--- START ---

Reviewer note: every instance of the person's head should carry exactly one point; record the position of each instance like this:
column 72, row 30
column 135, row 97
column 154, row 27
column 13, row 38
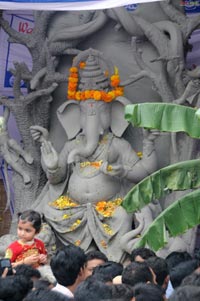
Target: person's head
column 122, row 292
column 68, row 265
column 160, row 268
column 15, row 287
column 45, row 295
column 186, row 293
column 176, row 257
column 29, row 224
column 147, row 291
column 141, row 254
column 109, row 269
column 94, row 259
column 180, row 271
column 92, row 289
column 136, row 272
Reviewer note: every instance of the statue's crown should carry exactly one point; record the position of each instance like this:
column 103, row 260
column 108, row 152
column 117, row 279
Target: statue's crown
column 88, row 79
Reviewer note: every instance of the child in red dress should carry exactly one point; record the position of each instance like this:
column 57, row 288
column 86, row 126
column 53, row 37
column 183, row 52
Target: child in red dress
column 27, row 249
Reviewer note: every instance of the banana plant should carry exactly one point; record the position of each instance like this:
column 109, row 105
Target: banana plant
column 184, row 213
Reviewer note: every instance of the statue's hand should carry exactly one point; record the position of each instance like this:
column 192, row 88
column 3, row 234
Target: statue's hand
column 39, row 133
column 49, row 155
column 115, row 170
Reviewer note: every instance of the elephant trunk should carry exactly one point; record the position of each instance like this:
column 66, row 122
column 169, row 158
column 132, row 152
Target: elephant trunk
column 92, row 139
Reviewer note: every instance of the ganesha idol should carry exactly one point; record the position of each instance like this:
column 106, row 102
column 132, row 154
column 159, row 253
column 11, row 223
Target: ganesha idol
column 88, row 179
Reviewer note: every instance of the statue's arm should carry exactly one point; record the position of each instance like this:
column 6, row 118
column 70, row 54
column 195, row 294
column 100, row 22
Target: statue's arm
column 135, row 168
column 54, row 164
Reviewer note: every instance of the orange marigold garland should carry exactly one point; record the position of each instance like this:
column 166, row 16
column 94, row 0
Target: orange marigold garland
column 94, row 94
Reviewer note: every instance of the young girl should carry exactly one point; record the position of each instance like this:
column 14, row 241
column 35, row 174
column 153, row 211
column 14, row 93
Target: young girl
column 27, row 249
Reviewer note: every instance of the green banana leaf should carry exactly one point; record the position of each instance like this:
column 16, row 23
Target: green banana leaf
column 180, row 176
column 165, row 117
column 176, row 219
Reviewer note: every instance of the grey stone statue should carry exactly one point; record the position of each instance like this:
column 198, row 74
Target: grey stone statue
column 11, row 152
column 88, row 179
column 86, row 163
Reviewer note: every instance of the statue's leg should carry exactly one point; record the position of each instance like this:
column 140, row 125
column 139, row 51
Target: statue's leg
column 20, row 151
column 16, row 166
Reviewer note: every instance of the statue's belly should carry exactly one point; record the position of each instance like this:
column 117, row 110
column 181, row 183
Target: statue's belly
column 94, row 189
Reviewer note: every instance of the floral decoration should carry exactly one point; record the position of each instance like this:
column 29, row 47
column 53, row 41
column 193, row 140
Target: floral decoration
column 97, row 95
column 107, row 208
column 95, row 164
column 63, row 202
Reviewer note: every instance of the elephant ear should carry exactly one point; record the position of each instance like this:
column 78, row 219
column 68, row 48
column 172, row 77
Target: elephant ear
column 118, row 121
column 69, row 116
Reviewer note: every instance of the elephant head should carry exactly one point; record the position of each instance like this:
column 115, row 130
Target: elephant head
column 93, row 119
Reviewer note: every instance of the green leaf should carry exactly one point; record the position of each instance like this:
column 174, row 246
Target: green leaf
column 164, row 117
column 180, row 176
column 177, row 219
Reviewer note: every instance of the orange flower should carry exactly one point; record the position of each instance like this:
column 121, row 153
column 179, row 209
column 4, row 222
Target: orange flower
column 72, row 86
column 78, row 95
column 73, row 74
column 106, row 73
column 119, row 92
column 97, row 95
column 73, row 69
column 115, row 83
column 87, row 94
column 73, row 79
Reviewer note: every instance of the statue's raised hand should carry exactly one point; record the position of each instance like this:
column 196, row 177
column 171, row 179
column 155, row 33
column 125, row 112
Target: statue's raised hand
column 39, row 133
column 49, row 155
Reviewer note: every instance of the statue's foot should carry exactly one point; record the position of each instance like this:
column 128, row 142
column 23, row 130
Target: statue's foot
column 26, row 178
column 28, row 158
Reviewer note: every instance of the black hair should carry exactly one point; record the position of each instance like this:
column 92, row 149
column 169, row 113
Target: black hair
column 186, row 293
column 145, row 253
column 42, row 284
column 176, row 257
column 192, row 279
column 33, row 217
column 95, row 254
column 110, row 268
column 160, row 268
column 27, row 270
column 92, row 289
column 123, row 292
column 14, row 287
column 180, row 271
column 45, row 295
column 67, row 263
column 136, row 272
column 147, row 291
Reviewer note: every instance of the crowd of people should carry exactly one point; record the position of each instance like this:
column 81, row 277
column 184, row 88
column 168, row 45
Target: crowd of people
column 72, row 274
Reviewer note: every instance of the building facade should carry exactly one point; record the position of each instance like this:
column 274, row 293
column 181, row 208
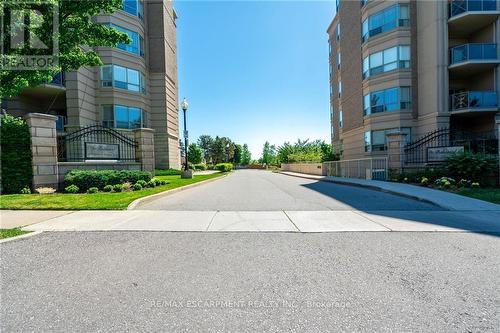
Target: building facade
column 411, row 67
column 135, row 88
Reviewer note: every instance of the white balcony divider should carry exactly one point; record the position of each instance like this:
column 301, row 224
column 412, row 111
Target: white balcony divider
column 375, row 168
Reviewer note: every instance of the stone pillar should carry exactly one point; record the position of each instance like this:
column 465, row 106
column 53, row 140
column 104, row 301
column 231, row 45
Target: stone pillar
column 44, row 148
column 497, row 124
column 395, row 151
column 145, row 150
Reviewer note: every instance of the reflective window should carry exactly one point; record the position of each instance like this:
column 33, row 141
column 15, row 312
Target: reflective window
column 385, row 20
column 122, row 78
column 377, row 140
column 125, row 117
column 386, row 60
column 136, row 45
column 387, row 100
column 134, row 7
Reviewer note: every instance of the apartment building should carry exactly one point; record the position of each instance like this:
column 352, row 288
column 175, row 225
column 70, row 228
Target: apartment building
column 135, row 88
column 412, row 67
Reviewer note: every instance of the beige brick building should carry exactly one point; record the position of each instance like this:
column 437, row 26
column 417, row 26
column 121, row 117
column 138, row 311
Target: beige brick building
column 136, row 87
column 411, row 66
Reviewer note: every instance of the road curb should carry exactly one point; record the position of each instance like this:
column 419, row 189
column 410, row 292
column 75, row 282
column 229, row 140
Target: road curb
column 371, row 187
column 20, row 237
column 152, row 197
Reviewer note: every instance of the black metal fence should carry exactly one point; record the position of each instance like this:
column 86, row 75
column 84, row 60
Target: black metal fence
column 433, row 148
column 97, row 143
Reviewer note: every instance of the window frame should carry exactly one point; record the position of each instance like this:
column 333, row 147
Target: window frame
column 399, row 62
column 111, row 83
column 112, row 122
column 386, row 25
column 403, row 105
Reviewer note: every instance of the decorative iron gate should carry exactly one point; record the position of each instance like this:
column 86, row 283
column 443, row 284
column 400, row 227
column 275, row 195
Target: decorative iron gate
column 434, row 147
column 95, row 143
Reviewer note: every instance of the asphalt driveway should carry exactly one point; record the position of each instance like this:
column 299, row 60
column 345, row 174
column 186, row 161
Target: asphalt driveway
column 250, row 282
column 256, row 190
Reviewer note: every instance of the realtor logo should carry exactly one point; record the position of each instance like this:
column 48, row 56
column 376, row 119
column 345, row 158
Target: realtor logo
column 29, row 34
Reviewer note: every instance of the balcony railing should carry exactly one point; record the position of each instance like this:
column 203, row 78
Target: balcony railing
column 58, row 80
column 468, row 52
column 474, row 100
column 458, row 7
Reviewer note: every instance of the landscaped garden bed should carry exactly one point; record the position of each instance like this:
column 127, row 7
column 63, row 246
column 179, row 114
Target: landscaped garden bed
column 90, row 196
column 471, row 175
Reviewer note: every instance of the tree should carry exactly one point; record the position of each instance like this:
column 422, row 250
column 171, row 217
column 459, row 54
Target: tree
column 195, row 154
column 269, row 153
column 205, row 142
column 78, row 35
column 246, row 156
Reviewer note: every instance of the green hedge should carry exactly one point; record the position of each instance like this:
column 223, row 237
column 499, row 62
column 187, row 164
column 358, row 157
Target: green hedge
column 17, row 171
column 224, row 167
column 167, row 172
column 86, row 179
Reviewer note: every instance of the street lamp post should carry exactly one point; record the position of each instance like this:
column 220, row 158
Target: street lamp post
column 186, row 173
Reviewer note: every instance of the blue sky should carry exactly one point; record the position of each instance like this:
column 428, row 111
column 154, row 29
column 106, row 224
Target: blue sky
column 255, row 70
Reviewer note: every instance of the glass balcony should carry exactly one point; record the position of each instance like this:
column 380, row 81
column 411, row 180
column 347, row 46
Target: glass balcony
column 468, row 16
column 474, row 101
column 58, row 80
column 458, row 7
column 473, row 52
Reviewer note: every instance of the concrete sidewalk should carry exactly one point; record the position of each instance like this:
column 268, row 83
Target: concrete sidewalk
column 442, row 199
column 273, row 221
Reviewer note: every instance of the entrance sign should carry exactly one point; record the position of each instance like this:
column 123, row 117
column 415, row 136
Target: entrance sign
column 440, row 154
column 102, row 151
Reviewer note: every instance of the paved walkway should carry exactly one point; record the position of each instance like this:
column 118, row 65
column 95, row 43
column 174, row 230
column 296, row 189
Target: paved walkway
column 443, row 199
column 274, row 221
column 257, row 190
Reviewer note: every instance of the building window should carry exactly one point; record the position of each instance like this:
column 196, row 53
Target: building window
column 396, row 57
column 377, row 140
column 137, row 44
column 125, row 117
column 385, row 20
column 134, row 7
column 122, row 78
column 387, row 100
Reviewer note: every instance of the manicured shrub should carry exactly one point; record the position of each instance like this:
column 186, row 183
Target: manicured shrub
column 72, row 189
column 476, row 167
column 200, row 167
column 464, row 183
column 167, row 172
column 86, row 179
column 45, row 190
column 25, row 190
column 118, row 188
column 224, row 167
column 16, row 157
column 92, row 190
column 424, row 181
column 108, row 188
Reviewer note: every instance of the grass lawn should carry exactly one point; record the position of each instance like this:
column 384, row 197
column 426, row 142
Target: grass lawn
column 98, row 201
column 486, row 194
column 7, row 233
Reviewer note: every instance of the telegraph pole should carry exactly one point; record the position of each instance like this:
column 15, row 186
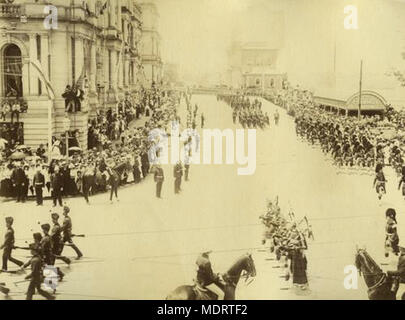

--- END ---

Work instructions - Go to the line with "Target: orange flower" in the entries above and repeat every line from there through the line with "Reviewer note: every instance of the statue's raised", exactly and with no other text.

Response to this task -
Target: orange flower
column 72, row 86
column 78, row 95
column 73, row 74
column 106, row 73
column 119, row 92
column 97, row 95
column 73, row 69
column 115, row 83
column 87, row 94
column 73, row 79
Reviewer note: every instance of the statue's raised hand should carry exactly one point; record the position of each instance like this:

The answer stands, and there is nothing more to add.